### RECORDS PROVIDED:

*****

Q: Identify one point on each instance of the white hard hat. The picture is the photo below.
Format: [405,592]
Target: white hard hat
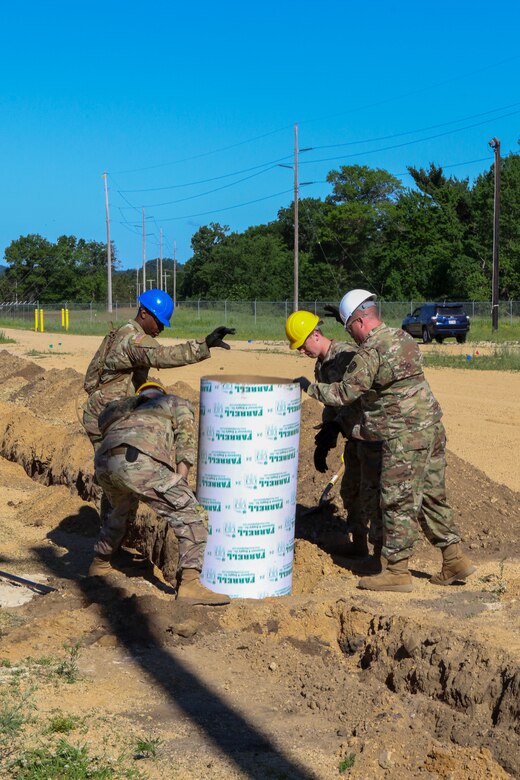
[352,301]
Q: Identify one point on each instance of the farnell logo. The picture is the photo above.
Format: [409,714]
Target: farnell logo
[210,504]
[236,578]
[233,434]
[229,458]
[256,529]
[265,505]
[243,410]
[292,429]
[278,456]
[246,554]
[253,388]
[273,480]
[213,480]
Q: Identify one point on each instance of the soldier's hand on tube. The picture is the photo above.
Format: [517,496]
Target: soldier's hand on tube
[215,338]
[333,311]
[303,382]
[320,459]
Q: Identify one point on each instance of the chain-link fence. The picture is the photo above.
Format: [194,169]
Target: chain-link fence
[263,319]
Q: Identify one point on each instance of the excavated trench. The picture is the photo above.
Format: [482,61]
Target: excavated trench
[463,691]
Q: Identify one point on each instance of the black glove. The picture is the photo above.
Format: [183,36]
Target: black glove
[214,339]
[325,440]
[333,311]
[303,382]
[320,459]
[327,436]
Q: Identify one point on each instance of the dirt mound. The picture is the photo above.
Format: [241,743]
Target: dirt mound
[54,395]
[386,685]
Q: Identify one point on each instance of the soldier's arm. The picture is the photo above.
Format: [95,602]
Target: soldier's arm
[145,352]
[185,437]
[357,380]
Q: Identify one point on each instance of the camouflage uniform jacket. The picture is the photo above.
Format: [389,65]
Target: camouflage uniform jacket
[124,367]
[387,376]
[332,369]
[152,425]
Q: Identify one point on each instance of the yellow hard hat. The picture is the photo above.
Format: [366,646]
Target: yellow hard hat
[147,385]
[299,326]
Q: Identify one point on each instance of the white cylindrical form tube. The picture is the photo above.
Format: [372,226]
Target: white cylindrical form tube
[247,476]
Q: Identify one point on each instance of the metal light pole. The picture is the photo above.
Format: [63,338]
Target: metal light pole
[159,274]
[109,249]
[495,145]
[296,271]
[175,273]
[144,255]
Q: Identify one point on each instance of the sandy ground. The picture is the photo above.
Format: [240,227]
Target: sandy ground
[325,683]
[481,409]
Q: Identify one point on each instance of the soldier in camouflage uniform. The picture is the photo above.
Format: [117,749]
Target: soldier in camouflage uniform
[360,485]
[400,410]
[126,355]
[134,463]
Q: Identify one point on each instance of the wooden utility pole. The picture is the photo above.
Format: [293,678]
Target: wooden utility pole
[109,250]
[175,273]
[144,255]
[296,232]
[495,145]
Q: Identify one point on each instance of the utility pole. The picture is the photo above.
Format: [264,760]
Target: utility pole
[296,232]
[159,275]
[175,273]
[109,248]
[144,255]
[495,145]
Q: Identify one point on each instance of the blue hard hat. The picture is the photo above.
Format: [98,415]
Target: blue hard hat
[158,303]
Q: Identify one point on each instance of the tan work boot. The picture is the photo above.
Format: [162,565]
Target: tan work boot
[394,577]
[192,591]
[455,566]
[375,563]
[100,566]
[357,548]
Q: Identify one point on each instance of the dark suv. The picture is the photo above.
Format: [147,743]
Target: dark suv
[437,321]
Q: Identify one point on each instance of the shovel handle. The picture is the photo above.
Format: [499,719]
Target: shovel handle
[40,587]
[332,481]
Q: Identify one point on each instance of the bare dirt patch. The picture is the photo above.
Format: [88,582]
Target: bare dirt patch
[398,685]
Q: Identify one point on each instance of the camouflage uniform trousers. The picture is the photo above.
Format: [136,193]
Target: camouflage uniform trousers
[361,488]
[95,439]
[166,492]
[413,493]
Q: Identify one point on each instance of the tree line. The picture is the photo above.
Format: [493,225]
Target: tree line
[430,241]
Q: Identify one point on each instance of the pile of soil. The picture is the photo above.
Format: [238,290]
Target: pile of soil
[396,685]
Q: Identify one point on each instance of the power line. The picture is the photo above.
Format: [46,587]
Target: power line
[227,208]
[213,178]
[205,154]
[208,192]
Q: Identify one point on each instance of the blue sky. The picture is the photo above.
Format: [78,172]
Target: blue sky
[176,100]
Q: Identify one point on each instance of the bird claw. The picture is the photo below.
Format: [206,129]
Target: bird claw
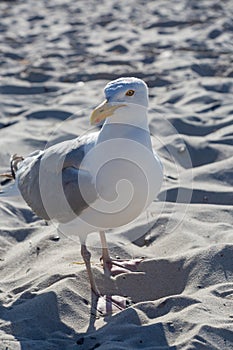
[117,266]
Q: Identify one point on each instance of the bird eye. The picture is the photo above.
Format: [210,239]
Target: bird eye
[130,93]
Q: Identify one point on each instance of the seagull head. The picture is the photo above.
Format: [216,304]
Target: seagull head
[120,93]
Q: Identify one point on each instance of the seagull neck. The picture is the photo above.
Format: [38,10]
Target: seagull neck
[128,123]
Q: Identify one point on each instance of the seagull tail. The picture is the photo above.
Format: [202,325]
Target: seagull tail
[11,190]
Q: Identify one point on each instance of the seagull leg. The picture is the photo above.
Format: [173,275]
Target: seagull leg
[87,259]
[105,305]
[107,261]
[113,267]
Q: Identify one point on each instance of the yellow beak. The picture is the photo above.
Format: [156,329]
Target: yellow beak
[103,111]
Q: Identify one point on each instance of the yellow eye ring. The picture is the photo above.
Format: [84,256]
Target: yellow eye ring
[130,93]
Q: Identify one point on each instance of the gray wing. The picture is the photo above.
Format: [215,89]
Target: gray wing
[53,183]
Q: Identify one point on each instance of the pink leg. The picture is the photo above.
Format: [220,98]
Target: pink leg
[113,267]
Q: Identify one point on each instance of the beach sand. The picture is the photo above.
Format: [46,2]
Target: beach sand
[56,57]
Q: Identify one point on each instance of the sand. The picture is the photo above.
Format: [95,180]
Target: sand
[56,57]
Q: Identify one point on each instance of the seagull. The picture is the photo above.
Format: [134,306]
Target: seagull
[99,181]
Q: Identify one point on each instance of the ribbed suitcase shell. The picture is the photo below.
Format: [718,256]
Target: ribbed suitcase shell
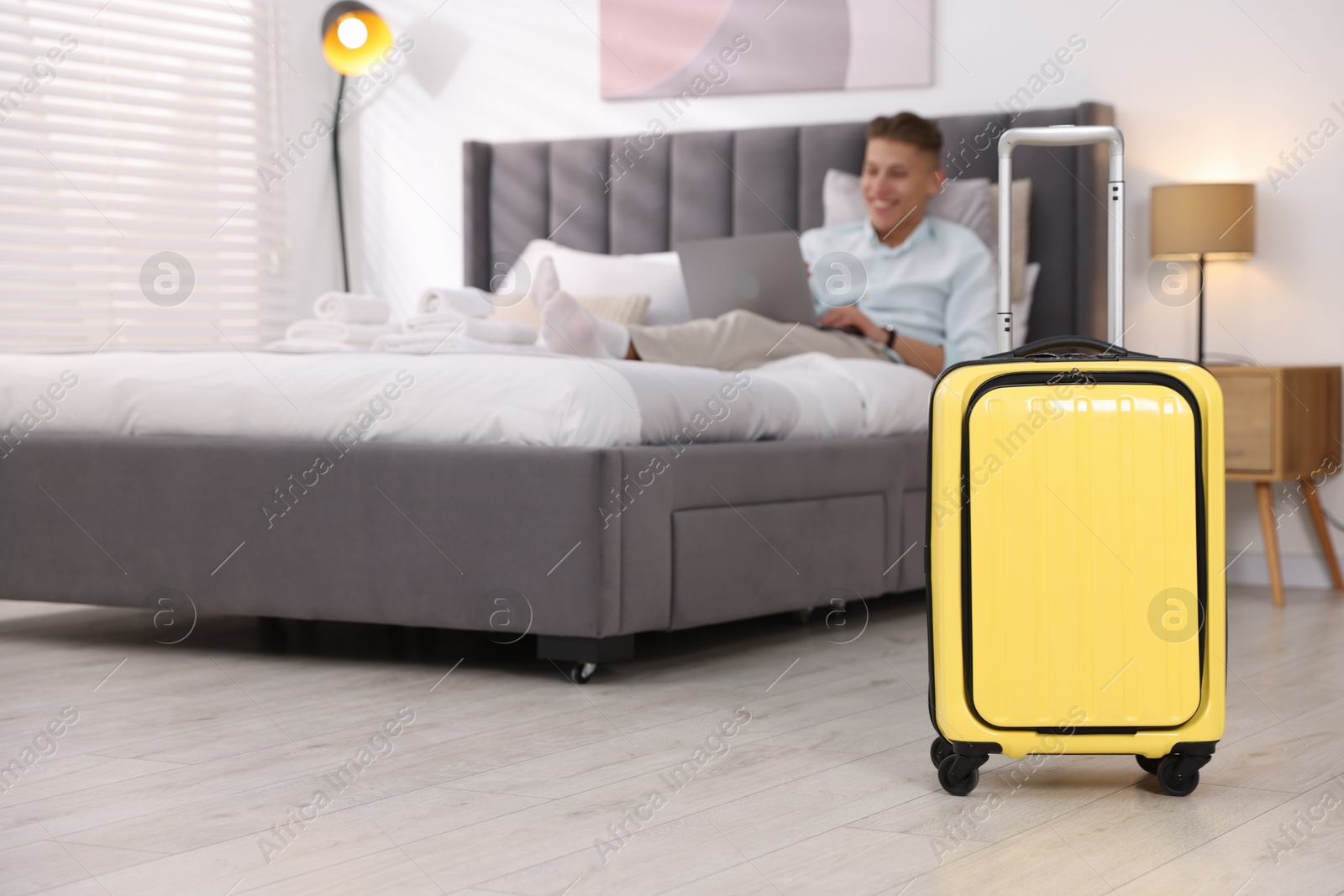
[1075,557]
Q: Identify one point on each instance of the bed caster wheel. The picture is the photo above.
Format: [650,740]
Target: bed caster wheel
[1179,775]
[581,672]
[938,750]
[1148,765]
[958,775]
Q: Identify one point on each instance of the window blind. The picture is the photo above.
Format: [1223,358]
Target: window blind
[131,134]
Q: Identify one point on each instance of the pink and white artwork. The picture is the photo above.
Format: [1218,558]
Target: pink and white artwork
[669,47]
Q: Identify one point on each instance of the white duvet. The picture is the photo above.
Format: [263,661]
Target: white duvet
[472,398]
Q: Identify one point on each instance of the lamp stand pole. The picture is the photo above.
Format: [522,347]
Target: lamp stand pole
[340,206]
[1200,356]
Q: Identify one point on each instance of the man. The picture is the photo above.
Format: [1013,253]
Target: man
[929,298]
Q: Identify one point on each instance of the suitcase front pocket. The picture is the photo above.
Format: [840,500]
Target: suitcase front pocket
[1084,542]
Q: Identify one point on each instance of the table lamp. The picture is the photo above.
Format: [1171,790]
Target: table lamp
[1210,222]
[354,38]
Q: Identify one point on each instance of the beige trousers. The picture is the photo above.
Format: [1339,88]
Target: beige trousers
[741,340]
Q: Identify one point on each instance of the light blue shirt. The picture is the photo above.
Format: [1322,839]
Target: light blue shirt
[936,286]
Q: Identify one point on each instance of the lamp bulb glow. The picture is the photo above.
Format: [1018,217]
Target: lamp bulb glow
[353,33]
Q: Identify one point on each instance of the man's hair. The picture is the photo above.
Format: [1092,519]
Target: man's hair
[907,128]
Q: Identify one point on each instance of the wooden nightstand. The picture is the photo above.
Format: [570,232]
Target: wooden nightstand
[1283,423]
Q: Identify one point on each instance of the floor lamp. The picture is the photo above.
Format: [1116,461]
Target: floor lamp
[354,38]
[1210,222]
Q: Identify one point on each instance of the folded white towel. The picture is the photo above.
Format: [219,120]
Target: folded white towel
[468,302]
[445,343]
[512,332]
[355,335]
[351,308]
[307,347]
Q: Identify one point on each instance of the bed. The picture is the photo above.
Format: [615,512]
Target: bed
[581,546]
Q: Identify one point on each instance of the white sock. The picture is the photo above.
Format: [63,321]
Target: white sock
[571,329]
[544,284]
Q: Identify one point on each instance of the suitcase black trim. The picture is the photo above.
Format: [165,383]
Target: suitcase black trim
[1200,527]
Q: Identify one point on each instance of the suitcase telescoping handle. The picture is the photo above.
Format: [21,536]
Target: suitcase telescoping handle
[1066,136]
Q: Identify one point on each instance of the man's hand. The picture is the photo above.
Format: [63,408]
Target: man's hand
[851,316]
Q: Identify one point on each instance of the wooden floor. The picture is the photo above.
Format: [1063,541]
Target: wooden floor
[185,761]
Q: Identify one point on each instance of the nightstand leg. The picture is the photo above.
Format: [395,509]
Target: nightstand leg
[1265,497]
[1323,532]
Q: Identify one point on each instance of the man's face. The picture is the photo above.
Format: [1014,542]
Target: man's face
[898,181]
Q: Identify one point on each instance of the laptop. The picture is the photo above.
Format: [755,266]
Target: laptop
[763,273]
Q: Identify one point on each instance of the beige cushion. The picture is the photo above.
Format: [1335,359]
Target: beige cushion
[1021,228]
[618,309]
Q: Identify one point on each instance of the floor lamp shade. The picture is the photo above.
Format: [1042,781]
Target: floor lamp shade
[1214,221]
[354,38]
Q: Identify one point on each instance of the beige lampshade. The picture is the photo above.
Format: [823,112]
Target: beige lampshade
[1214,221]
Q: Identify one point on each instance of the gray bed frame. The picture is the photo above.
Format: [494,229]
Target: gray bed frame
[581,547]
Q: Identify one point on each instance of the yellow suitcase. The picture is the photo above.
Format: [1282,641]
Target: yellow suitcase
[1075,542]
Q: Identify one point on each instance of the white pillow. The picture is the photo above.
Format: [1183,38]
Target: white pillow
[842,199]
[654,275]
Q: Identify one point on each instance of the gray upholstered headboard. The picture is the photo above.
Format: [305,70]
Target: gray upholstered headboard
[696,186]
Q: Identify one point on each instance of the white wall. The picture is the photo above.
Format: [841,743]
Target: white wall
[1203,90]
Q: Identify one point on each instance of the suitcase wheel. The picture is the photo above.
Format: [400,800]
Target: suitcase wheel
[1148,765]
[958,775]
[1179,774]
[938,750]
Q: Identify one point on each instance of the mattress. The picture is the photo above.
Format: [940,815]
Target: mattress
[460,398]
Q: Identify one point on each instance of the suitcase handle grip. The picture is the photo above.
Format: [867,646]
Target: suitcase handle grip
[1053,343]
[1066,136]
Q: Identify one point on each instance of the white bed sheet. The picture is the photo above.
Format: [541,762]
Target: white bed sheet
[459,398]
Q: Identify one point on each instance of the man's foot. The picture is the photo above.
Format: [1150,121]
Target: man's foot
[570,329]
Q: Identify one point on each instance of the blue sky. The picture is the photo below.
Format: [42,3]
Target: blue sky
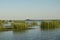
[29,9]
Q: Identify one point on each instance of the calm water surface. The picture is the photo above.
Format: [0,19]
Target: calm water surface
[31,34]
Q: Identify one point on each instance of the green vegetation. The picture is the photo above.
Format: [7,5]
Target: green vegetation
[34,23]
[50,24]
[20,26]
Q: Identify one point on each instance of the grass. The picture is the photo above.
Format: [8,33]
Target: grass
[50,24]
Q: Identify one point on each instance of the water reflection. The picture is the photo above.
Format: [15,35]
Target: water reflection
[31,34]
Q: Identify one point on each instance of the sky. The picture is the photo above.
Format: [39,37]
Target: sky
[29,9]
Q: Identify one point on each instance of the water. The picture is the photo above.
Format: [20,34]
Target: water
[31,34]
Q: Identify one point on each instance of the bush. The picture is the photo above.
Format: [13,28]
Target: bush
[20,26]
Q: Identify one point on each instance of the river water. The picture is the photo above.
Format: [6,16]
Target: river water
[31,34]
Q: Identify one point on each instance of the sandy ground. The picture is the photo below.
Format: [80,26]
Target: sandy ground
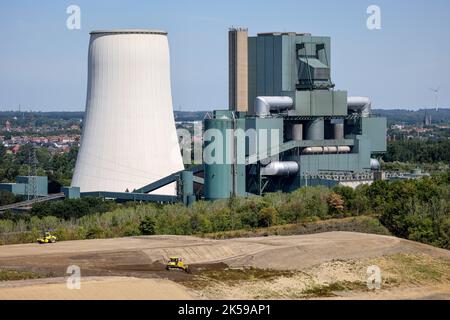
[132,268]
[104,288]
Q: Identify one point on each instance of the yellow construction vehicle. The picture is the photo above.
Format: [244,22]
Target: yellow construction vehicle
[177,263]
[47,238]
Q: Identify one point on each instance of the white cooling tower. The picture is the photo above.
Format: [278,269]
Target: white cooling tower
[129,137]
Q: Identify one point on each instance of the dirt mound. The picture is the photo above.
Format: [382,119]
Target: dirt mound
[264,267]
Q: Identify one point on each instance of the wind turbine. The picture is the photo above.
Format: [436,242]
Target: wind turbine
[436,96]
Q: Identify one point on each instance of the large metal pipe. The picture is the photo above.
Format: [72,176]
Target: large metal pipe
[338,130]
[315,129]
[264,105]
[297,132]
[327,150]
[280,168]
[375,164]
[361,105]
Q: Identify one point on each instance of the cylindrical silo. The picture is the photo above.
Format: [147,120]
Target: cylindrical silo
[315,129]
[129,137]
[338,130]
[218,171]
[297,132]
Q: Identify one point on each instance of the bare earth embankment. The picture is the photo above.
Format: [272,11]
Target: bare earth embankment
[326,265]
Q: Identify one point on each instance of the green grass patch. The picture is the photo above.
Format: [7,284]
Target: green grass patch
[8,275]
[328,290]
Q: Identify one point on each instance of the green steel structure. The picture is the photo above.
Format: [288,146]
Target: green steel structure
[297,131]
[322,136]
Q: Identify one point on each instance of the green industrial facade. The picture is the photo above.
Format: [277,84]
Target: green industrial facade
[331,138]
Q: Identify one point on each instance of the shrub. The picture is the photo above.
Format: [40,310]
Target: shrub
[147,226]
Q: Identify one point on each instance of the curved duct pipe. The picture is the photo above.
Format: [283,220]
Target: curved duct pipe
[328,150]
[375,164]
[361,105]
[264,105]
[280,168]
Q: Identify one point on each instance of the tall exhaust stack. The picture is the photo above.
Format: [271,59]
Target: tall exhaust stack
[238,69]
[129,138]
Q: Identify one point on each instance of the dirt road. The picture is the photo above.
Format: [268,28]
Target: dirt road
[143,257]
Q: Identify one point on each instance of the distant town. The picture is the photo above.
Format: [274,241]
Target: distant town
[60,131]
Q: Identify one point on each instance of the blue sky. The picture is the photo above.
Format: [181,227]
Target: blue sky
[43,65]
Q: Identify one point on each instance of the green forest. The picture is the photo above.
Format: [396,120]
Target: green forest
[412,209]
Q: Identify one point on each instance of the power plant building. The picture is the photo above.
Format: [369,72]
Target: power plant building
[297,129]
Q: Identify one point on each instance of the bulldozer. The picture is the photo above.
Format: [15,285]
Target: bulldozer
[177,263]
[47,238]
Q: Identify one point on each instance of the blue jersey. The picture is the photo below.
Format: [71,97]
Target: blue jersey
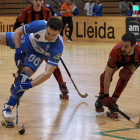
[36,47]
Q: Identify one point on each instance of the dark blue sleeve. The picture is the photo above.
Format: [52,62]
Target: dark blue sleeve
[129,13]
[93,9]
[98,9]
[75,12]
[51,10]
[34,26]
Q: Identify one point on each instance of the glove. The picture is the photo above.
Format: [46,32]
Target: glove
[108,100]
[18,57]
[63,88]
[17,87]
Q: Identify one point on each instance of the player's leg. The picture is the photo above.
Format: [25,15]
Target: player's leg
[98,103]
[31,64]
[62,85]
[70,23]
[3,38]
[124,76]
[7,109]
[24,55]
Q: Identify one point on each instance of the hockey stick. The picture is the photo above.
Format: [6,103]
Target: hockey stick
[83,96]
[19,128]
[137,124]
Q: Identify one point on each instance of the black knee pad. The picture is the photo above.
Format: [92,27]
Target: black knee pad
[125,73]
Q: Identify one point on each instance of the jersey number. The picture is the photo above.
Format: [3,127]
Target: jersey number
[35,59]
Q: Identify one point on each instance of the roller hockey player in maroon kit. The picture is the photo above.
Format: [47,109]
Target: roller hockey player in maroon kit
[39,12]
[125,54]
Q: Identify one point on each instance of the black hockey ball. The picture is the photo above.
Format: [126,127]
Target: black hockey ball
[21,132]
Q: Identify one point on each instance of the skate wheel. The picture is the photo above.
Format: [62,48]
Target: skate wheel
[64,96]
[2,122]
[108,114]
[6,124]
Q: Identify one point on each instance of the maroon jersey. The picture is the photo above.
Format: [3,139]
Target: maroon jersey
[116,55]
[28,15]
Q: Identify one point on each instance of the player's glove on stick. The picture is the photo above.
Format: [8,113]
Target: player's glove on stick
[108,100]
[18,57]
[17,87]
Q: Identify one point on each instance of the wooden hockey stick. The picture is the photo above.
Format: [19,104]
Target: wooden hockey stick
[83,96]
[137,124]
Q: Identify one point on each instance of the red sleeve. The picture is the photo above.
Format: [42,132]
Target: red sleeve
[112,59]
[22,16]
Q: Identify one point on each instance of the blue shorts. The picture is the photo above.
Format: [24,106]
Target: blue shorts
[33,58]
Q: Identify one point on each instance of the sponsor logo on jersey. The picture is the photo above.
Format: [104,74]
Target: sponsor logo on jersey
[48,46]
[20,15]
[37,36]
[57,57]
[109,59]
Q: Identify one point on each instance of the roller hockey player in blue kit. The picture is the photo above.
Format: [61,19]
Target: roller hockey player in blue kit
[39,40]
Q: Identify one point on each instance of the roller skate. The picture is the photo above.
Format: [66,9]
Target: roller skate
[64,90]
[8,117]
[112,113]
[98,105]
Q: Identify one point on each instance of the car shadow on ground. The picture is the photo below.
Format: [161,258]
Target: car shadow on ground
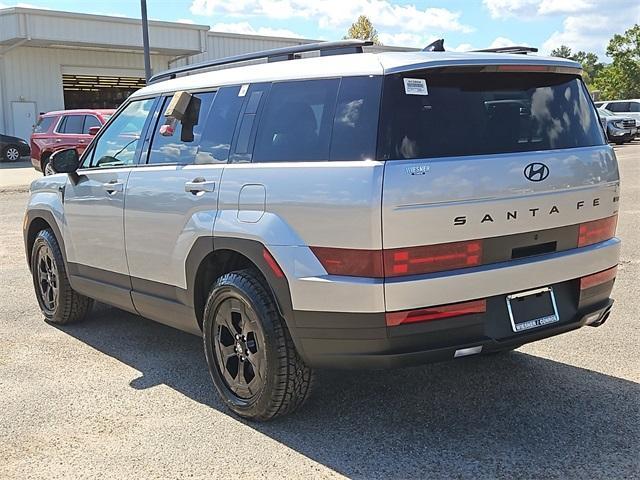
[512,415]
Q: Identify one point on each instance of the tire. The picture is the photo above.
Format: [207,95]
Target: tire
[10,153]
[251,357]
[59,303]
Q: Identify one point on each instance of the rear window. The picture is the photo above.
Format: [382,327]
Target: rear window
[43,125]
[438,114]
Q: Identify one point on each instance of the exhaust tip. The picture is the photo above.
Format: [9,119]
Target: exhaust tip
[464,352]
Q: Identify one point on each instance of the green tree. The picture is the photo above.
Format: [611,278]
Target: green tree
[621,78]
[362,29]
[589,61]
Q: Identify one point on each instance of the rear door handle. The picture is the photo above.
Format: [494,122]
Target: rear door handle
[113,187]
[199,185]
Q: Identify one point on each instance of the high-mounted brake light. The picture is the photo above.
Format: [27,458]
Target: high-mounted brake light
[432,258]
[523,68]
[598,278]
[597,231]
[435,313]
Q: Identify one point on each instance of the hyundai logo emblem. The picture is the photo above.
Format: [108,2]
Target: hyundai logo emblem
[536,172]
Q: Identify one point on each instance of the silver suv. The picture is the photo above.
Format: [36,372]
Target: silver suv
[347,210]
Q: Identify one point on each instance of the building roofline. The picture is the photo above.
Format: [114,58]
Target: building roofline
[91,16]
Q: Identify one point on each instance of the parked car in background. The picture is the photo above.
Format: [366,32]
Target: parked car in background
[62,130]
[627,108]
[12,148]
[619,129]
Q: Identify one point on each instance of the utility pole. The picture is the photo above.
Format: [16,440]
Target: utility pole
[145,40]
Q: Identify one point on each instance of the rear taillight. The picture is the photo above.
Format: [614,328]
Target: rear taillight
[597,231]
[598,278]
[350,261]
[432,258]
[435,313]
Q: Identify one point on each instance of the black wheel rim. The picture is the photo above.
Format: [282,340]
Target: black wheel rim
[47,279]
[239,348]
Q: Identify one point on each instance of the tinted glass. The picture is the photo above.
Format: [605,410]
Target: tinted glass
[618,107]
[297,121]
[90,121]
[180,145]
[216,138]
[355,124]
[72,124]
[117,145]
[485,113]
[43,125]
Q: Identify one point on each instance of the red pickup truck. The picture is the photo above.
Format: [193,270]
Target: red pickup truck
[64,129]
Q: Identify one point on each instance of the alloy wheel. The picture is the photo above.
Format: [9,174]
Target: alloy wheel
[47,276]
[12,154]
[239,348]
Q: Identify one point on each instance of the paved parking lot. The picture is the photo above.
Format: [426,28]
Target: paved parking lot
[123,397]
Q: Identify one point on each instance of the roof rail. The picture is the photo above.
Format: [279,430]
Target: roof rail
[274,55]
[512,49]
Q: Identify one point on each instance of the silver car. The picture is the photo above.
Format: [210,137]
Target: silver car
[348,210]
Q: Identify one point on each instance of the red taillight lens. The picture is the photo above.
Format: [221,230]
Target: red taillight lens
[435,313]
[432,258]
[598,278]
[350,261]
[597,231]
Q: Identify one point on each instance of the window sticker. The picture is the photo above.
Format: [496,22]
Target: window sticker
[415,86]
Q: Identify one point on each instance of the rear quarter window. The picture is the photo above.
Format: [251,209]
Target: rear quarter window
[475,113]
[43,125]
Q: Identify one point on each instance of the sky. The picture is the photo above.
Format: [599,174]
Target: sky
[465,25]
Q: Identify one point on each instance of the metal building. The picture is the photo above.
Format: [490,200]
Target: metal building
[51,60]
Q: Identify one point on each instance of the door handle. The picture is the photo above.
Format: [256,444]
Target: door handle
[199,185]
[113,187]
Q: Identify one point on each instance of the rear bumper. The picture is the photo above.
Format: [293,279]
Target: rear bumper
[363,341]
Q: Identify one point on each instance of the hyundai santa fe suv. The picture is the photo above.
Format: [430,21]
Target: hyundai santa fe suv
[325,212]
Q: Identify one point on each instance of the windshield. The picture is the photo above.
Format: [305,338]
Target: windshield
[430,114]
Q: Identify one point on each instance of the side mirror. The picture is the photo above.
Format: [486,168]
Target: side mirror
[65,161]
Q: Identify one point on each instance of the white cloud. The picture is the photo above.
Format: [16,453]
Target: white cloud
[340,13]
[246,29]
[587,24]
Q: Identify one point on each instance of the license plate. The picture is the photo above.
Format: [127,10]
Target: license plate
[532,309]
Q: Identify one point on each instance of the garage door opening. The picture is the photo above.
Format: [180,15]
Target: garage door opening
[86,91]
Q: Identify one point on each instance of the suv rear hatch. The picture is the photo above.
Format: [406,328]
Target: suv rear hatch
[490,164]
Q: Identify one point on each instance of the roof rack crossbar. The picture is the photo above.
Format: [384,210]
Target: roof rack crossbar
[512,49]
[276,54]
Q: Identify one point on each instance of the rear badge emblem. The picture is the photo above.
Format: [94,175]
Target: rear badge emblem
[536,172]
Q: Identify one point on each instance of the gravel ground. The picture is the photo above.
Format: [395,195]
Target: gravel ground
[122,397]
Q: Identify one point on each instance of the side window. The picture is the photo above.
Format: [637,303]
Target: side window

*****

### JOB:
Every line from the one containing "Q: Identify one point on each instance of the rear bumper." through the end of the data must be repeated exactly, and no other line.

### REPLY:
Q: Identify one point on each instance of the rear bumper. The picture is the photo above.
Format: [293,279]
Target: rear bumper
[363,341]
Q: Identify one point on each instance of the hyundai santa fe suv. The picture is the photo above.
Format: [430,21]
Target: hyundai santa fe suv
[325,212]
Q: Identify one point on each instance of the windshield. The picture is the photo above.
Format: [305,338]
Target: windshield
[430,114]
Q: Identify one point on each instance of the side mirror. The picture is the photo above.
Format: [486,168]
Target: side mirror
[65,161]
Q: Identify one point on each instance of the white cloud. The picture is the photo above.
Format: [16,453]
Target: white cloud
[340,13]
[246,29]
[587,24]
Q: Identify one point on each instance of the license plate. The picture is the photo above.
Format: [127,10]
Target: license plate
[532,309]
Q: Identify one point on each instance of the garage door opening. The picture is the photo above.
Format: [180,15]
Target: garage door opening
[86,91]
Q: Identify one point on each instance of the suv rear hatch. The picture is the photo above.
Format: [406,328]
Target: suv rear hatch
[490,164]
Q: Identify one point on each instance of the roof rack crossbar. The picture is the photo above.
Format: [384,210]
Target: roof rack crossbar
[512,49]
[276,54]
Q: Identify one point on each instance of the rear badge emblem. The picture is the photo above.
Format: [94,175]
Target: rear badge emblem
[536,172]
Q: Identify one point on each instance of the gravel ground. The picture is the photo above.
Format: [395,195]
Target: gravel ground
[122,397]
Q: Identify one point on each instance of the side window. The picture is the photo above.
Format: [637,303]
Target: side window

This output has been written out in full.